● STATED EXERCISE: Only the lines from the one containing "Could you please pick out the red strawberry" through the end of the material are to be echoed, each exactly as it appears.

☆ ☆ ☆ ☆ ☆ ☆ ☆

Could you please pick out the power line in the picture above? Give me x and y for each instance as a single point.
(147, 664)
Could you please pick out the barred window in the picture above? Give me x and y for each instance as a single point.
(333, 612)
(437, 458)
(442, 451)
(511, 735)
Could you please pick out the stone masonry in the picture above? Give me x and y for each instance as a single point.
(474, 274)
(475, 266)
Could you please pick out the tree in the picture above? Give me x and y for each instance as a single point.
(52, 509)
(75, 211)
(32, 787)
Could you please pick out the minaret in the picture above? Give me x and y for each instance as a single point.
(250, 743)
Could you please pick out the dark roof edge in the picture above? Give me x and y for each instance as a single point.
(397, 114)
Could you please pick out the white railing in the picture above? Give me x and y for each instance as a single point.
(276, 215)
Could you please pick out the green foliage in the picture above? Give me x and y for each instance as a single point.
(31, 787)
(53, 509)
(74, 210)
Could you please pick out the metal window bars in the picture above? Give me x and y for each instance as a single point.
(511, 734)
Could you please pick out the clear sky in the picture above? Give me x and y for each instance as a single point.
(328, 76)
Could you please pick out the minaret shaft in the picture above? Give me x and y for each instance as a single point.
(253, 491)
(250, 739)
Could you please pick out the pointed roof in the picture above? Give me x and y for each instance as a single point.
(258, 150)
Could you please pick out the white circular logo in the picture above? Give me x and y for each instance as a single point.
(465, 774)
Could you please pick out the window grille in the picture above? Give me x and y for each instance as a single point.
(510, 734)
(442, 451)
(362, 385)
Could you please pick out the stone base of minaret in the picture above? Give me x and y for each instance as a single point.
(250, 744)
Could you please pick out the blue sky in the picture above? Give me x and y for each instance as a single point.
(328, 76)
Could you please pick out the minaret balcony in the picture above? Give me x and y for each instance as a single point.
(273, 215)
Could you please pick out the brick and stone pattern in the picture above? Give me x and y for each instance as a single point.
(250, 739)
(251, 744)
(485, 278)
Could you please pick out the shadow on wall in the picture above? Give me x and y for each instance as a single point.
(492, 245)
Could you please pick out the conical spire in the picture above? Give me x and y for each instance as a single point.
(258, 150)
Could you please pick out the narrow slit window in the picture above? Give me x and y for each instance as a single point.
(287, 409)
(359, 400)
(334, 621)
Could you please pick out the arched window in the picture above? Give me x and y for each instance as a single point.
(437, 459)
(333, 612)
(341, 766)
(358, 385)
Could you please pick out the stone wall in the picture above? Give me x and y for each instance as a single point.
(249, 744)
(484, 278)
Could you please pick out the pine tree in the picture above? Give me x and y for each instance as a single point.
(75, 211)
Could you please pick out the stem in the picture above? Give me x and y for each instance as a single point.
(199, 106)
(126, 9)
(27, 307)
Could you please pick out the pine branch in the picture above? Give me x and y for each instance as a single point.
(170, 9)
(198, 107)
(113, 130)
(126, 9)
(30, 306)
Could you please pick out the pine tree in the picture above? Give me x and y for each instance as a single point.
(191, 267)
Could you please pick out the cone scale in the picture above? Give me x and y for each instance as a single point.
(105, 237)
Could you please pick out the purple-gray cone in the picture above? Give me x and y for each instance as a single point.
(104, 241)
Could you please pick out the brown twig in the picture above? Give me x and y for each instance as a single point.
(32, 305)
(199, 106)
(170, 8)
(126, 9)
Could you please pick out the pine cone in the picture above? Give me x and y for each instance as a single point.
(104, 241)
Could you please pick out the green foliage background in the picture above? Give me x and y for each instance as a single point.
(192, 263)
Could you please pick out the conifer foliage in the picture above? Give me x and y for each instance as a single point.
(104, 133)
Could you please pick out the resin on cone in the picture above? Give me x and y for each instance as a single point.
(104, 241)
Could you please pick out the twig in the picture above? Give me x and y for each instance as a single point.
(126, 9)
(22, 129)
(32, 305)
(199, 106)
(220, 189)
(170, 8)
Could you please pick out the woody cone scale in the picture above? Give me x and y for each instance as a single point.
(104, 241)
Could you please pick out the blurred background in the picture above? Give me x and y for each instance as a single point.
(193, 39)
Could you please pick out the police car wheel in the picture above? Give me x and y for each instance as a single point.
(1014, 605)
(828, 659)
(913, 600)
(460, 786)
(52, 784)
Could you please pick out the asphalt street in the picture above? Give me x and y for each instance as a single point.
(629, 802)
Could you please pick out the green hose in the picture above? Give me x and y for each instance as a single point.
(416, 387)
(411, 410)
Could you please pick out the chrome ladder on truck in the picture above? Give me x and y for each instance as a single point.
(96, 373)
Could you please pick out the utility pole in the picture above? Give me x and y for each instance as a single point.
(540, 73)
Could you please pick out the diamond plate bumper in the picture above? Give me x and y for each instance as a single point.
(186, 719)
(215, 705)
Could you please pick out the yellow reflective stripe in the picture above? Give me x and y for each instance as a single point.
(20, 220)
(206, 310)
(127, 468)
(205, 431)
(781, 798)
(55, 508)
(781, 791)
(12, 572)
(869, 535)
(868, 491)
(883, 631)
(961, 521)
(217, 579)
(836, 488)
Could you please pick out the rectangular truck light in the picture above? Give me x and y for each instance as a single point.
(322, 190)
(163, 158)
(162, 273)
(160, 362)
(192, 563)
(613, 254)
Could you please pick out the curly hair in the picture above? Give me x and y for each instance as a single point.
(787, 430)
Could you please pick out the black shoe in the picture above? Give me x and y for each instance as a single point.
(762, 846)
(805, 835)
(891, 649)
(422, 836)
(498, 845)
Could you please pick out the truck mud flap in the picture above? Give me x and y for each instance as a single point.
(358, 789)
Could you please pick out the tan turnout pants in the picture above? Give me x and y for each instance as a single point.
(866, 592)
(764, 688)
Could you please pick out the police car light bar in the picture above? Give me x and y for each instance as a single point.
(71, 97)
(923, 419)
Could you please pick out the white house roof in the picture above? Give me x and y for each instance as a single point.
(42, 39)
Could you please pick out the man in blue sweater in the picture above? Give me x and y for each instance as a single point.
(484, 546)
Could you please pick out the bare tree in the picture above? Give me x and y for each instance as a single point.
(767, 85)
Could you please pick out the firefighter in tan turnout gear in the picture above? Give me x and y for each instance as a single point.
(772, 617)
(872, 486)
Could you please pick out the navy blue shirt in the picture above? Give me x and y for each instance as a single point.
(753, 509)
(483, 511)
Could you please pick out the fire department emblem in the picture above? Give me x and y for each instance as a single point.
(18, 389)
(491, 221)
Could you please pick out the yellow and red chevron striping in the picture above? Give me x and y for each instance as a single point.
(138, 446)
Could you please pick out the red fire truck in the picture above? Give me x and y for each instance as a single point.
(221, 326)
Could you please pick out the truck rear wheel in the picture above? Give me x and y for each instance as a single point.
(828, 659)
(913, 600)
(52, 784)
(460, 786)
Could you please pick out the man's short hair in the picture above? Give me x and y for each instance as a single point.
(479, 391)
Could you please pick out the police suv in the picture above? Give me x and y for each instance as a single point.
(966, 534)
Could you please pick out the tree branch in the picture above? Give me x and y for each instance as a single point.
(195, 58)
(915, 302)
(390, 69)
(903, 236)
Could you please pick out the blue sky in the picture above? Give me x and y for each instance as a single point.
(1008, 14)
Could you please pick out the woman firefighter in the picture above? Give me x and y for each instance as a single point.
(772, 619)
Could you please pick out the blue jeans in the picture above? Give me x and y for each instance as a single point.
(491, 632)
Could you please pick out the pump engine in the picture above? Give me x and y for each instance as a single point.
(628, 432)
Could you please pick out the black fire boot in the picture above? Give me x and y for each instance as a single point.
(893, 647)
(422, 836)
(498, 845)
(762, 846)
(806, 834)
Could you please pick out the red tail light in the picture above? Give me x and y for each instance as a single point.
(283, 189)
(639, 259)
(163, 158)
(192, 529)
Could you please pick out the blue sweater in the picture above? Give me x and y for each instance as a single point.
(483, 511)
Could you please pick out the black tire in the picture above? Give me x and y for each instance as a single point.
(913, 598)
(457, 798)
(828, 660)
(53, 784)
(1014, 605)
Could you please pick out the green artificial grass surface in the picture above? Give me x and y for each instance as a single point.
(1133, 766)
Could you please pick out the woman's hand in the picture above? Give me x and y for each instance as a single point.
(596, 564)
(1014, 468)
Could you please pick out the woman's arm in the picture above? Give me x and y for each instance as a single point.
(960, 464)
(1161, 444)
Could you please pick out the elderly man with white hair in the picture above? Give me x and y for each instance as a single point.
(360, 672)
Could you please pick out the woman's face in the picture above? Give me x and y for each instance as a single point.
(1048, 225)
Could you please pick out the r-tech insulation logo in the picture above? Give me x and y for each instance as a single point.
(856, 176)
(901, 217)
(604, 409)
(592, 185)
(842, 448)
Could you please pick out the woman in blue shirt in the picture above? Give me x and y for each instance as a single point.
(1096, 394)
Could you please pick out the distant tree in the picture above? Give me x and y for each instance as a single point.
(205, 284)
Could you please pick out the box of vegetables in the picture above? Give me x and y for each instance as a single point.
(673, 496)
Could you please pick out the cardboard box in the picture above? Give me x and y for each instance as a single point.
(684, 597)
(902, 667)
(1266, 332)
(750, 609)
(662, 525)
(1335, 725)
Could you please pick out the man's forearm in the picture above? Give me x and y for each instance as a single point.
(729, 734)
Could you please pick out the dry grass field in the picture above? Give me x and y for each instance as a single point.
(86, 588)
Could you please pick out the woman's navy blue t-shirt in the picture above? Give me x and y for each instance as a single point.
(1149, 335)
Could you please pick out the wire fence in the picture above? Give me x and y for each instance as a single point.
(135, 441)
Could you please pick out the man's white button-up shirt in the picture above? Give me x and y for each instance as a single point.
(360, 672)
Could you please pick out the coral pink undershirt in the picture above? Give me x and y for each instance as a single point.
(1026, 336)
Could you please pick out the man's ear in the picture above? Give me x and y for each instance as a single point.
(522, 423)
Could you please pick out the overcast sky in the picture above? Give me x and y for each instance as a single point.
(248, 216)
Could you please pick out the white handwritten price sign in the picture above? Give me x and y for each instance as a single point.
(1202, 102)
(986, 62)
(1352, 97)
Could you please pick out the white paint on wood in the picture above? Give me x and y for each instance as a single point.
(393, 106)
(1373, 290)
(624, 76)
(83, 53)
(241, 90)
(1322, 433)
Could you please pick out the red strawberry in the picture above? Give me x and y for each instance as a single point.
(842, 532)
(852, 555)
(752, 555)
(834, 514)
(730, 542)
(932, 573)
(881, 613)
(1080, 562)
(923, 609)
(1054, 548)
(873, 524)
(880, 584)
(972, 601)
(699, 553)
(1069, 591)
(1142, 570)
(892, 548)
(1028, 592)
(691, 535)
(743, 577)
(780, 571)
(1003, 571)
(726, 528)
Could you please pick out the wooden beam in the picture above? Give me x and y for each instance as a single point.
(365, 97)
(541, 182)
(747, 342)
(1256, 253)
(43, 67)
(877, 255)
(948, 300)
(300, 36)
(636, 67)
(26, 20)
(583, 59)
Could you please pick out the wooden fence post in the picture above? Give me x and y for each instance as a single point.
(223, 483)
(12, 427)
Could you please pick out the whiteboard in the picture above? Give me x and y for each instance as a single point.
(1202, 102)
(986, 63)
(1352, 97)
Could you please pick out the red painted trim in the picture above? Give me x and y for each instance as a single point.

☆ ☆ ☆ ☆ ☆ ☆ ☆

● TASK RESPONSE:
Could you please pick out the red strawberry in the picture above? Give me x and y for each instance as a single point.
(842, 532)
(852, 555)
(752, 555)
(834, 514)
(730, 542)
(932, 573)
(881, 613)
(1080, 562)
(923, 609)
(1054, 548)
(873, 524)
(880, 584)
(972, 601)
(699, 553)
(1069, 591)
(1142, 570)
(892, 548)
(1028, 592)
(691, 535)
(743, 577)
(780, 571)
(1003, 571)
(726, 528)
Could you please pick out the wooden beam in the picture above? Give me x and y for each instance as a single point.
(365, 97)
(541, 182)
(747, 342)
(1256, 253)
(43, 67)
(877, 255)
(948, 300)
(300, 36)
(636, 67)
(26, 20)
(583, 59)
Could you please pick out the wooden fence post in the picture above? Give me x and y for each instance as a single point.
(223, 483)
(12, 427)
Could you please pick out the whiteboard in the picture above? Give me x and y for each instance as a single point.
(1202, 102)
(986, 63)
(1352, 97)
Could you please pick out the red painted trim in the picture above? Give me x and y for each instance as a single point.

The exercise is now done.